- [EXERCISE]: Give the lines again exactly as they appear, beginning at the one with "Note to the class: point out the officer's dark trousers" and ending at the last line of the records.

LISTED ENTRIES Block Start

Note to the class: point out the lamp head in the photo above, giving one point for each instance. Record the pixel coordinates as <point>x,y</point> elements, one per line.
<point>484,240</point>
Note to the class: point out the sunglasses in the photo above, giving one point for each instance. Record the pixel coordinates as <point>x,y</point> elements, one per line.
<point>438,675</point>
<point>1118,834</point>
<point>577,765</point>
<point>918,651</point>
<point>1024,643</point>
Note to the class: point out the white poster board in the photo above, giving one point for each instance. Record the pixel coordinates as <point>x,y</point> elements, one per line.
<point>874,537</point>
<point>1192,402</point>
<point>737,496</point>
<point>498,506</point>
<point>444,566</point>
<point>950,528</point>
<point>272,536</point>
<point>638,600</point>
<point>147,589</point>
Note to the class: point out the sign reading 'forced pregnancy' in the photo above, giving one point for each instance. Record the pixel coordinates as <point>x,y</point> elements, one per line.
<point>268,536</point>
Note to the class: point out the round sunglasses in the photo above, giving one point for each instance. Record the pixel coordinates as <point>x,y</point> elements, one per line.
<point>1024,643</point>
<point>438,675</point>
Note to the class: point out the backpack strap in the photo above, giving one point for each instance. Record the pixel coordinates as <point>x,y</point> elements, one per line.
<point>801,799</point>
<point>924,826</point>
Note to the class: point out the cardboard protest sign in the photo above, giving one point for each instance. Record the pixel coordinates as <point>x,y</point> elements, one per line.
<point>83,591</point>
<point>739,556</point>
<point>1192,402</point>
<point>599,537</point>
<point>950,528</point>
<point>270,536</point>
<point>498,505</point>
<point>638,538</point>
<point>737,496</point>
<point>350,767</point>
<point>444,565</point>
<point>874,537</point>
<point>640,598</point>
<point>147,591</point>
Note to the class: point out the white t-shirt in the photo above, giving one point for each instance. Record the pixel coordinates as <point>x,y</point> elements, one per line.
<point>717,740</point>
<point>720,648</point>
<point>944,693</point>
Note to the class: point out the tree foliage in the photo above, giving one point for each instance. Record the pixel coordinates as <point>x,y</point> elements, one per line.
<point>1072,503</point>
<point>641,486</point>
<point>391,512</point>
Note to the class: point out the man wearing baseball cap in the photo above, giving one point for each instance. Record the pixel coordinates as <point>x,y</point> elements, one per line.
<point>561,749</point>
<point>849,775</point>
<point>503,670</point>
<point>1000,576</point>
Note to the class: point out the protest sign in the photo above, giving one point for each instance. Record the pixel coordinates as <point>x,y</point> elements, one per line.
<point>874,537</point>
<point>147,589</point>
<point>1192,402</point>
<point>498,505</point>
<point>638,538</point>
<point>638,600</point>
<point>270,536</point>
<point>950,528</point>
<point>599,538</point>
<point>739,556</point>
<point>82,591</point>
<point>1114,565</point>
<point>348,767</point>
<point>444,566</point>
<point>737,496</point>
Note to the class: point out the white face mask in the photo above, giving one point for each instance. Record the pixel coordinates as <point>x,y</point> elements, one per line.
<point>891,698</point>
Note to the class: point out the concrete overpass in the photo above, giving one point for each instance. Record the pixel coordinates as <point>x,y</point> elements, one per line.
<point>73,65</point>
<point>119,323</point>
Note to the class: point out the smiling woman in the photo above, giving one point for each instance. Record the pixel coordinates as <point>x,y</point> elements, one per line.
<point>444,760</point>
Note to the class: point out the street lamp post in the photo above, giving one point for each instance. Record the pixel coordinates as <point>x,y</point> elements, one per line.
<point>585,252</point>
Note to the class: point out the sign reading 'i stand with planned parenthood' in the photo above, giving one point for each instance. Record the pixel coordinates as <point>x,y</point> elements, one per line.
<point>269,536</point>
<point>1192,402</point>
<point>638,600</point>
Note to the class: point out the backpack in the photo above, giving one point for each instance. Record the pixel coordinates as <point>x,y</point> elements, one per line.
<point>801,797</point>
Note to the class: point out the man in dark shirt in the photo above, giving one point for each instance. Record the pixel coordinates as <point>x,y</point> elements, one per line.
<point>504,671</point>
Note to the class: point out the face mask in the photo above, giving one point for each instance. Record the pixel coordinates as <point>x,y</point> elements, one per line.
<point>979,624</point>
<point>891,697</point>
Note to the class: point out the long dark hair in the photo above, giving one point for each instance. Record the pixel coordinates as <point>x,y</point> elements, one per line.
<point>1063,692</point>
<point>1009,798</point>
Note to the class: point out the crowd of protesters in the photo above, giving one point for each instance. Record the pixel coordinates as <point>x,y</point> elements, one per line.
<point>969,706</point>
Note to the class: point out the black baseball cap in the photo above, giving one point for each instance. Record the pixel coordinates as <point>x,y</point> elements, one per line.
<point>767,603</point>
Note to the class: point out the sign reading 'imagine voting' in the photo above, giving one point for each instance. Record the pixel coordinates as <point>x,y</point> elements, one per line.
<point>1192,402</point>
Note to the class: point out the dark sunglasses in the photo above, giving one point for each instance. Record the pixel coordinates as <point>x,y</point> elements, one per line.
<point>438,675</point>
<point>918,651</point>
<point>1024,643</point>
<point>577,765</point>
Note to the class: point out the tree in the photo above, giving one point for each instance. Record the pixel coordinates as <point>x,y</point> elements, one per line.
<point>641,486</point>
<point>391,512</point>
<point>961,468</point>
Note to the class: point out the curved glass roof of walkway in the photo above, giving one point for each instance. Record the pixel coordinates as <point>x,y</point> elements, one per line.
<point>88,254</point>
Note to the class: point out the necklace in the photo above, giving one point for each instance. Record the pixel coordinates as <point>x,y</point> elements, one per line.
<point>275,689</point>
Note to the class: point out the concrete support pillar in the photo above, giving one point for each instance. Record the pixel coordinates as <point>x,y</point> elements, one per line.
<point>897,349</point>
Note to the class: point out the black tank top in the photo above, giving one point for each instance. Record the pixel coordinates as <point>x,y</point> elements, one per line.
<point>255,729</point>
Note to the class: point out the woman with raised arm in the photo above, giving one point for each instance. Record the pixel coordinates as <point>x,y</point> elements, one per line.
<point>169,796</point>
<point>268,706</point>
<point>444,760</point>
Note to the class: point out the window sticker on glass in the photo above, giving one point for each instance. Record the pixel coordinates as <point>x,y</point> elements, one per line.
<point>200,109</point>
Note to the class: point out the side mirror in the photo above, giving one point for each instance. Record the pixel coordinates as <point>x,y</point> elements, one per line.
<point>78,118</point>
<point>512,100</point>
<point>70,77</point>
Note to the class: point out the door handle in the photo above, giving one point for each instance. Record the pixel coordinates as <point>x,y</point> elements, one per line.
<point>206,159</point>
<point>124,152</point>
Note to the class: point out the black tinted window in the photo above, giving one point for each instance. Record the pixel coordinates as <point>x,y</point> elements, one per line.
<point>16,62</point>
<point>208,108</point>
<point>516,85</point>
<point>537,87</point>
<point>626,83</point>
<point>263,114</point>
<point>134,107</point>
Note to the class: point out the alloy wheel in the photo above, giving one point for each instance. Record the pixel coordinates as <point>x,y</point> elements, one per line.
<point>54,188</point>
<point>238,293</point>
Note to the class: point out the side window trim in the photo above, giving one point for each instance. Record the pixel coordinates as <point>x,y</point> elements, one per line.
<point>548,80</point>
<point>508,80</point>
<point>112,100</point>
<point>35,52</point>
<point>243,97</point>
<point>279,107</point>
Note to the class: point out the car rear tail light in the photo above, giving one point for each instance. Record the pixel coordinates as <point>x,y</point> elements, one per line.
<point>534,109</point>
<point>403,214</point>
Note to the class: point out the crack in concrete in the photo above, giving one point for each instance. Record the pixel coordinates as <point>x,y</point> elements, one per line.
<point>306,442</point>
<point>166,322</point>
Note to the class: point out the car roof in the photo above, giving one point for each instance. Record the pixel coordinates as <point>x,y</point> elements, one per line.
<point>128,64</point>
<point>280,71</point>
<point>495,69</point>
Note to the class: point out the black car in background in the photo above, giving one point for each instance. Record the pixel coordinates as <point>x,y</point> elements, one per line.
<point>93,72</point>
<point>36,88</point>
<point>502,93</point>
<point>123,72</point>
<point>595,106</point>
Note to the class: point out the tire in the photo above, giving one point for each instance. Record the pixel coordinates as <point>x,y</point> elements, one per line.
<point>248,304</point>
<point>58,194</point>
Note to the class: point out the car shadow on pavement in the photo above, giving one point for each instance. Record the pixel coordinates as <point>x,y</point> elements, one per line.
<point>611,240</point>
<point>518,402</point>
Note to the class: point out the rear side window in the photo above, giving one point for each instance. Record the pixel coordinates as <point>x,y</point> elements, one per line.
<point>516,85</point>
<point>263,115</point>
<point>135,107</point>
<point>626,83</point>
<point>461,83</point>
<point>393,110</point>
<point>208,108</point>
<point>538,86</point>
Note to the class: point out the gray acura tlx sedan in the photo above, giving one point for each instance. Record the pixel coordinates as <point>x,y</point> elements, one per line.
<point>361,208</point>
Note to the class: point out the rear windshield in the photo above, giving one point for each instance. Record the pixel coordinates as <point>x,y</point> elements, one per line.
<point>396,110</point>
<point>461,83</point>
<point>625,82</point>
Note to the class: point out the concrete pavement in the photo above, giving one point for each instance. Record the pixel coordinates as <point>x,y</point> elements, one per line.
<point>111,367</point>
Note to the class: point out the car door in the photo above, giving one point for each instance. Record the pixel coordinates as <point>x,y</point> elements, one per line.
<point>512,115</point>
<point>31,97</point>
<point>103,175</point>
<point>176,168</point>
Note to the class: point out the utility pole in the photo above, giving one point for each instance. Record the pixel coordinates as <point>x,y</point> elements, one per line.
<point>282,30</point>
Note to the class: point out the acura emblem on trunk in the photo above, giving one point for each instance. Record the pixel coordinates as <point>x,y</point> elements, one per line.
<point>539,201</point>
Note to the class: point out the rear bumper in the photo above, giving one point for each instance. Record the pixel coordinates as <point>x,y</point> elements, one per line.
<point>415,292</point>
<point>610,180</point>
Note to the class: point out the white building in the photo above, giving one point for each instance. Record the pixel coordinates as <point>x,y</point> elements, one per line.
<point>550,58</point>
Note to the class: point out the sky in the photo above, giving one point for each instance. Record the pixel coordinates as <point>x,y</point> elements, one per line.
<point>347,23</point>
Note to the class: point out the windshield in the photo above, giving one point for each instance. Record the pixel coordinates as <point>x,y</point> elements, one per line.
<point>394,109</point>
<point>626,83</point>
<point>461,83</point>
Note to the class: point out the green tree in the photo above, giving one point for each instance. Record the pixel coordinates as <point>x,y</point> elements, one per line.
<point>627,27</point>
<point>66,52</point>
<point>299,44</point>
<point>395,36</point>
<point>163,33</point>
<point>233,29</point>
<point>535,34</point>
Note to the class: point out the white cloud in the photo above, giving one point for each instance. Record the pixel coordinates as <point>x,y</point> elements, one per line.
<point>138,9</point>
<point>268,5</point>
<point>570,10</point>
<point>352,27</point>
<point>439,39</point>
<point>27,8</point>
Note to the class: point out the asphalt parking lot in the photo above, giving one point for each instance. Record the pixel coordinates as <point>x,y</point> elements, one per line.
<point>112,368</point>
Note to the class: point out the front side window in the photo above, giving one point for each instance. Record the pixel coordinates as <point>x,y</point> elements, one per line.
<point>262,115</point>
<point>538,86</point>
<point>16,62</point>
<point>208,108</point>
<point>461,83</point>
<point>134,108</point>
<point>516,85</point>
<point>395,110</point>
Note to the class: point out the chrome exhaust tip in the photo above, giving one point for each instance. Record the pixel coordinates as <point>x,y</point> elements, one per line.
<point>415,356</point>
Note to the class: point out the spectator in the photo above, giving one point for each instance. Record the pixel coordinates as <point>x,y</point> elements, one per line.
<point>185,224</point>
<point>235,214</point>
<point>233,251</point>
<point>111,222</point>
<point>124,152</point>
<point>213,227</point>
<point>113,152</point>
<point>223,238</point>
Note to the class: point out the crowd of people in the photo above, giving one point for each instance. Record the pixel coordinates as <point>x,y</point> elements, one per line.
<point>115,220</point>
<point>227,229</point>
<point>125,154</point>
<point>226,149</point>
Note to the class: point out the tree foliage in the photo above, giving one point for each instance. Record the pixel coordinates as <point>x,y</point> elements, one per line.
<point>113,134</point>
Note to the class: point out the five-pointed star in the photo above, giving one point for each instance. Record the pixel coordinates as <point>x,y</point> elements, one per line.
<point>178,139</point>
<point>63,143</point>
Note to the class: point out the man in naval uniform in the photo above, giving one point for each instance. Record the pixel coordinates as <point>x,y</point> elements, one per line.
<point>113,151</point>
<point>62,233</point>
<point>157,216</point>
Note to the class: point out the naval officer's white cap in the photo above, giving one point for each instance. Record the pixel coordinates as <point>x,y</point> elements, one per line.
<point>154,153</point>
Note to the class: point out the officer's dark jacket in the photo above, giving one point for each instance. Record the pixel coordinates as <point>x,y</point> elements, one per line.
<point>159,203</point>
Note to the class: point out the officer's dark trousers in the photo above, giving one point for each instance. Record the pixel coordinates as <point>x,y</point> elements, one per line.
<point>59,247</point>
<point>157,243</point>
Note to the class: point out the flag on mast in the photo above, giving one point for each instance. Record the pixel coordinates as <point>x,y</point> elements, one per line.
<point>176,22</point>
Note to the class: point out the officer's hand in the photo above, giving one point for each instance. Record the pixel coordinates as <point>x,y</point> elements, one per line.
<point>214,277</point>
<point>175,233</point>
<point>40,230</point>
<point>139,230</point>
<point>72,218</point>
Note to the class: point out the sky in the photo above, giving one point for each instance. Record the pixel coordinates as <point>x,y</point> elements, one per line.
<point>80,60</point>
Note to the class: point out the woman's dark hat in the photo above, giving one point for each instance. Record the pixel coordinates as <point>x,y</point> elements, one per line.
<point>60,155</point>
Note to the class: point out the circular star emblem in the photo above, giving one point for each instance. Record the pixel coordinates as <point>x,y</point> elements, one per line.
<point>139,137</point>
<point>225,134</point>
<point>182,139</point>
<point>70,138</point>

LISTED ENTRIES Block End

- [SOLVED PROBLEM]:
Note to the class: point out the officer's dark trousers in the photo above, giving one point for each instance. Record the pixel coordinates as <point>x,y</point> elements, one per line.
<point>59,247</point>
<point>157,243</point>
Note to the class: point out the flag on mast in the photo above, giving one point for each instance. Record the pixel coordinates as <point>x,y</point> elements, one per line.
<point>176,22</point>
Note to the class: point out the officer's hand in the photo above, giving one point for each instance. Record the pixel coordinates as <point>x,y</point> elements, one per line.
<point>214,277</point>
<point>175,233</point>
<point>40,230</point>
<point>139,230</point>
<point>72,218</point>
Note to the class: point out the sky in the photo above, giving one point for each instance. Record the pixel coordinates as <point>x,y</point> elements, one per line.
<point>80,60</point>
Note to the class: point out the woman's dark hat in the photo above, giving one point for each instance. Record the pixel coordinates as <point>x,y</point> elements, one per line.
<point>60,155</point>
Note to the class: point out the circular star emblem in the photo above, giving one point for each instance. Record the pixel coordinates as <point>x,y</point> elements, one per line.
<point>139,137</point>
<point>225,134</point>
<point>182,139</point>
<point>70,138</point>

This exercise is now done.